EXERCISE DESCRIPTION ::
Give back, unchanged, each line from the one containing "Class, locate every instance of the wooden" through the last line of the entries below.

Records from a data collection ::
#####
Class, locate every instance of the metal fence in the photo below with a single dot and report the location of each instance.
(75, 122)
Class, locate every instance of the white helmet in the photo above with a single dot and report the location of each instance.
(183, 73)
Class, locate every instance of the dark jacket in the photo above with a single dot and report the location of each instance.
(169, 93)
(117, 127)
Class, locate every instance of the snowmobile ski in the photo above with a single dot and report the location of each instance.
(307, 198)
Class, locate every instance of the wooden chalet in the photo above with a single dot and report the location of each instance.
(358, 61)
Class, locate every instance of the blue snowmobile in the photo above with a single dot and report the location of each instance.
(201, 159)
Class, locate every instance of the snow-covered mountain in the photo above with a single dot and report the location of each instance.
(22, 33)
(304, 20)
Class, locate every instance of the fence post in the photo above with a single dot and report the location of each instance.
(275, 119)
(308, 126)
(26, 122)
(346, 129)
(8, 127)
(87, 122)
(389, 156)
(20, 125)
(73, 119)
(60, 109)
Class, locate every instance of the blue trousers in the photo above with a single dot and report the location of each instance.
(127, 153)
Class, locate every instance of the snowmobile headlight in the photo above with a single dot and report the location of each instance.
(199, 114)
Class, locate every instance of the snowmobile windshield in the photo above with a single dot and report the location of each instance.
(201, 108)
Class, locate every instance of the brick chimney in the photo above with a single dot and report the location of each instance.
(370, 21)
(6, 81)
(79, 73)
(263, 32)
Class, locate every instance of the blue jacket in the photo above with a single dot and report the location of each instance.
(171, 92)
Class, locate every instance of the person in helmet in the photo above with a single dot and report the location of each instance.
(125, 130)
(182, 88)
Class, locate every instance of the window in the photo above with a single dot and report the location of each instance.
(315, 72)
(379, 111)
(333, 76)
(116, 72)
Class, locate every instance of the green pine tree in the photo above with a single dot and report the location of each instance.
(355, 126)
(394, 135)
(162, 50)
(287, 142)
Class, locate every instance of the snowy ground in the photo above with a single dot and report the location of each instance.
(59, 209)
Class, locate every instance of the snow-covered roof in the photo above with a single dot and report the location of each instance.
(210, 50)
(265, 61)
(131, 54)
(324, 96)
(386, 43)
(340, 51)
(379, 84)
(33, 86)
#####
SOLUTION BELOW ::
Class, locate every instance of the wooden chalet in the photo above with a single dot and report the location of each instance.
(358, 61)
Class, locate every instance of the blue snowmobile in the photo above with a single dot and report the location of each instance.
(201, 159)
Class, locate every instance of the snow-covered mountain in the photo above with a single dot and report the location of each instance.
(22, 33)
(304, 20)
Class, locate every instance of the fence post in the photo above with a single dot and report the location of each instance.
(275, 119)
(308, 126)
(26, 122)
(346, 129)
(8, 127)
(87, 122)
(389, 156)
(20, 125)
(73, 119)
(60, 109)
Class, locate every instance of the blue trousers in the photo above with a single dot and report the location of each instance.
(127, 153)
Class, locate every instance of the snowmobile headlight in the photo above with a single dot and report the location of each instance.
(199, 114)
Class, locate every instance of the snowmobile windshield in the photo above with a single dot and report the location of each instance.
(201, 108)
Class, locate every instance of the brick chimney in the photo above with a single dot and report the location of each instance.
(370, 21)
(6, 81)
(79, 73)
(263, 32)
Class, locate every instance of the blue jacket in the photo above with a single dot and report the location of each instance.
(171, 92)
Class, locate every instance of the person in helmet in the photo above with a single dot and report the location of each instance.
(125, 130)
(182, 88)
Class, locate every instance of the window in the photo above with a single dot and report the location of each instance.
(315, 72)
(379, 111)
(333, 76)
(116, 72)
Class, locate every instance of the green pine tree in the photo above with a single dot and report the location of each instance.
(355, 126)
(394, 135)
(162, 50)
(287, 142)
Class, locate every instance of the snowy ground in the photo above with a single dot and report the location of each instance.
(59, 209)
Class, locate every instance of the snow-covered roof in the photo above with a single dot and report the location of each instance.
(210, 50)
(265, 61)
(131, 54)
(324, 96)
(386, 43)
(340, 51)
(379, 84)
(33, 86)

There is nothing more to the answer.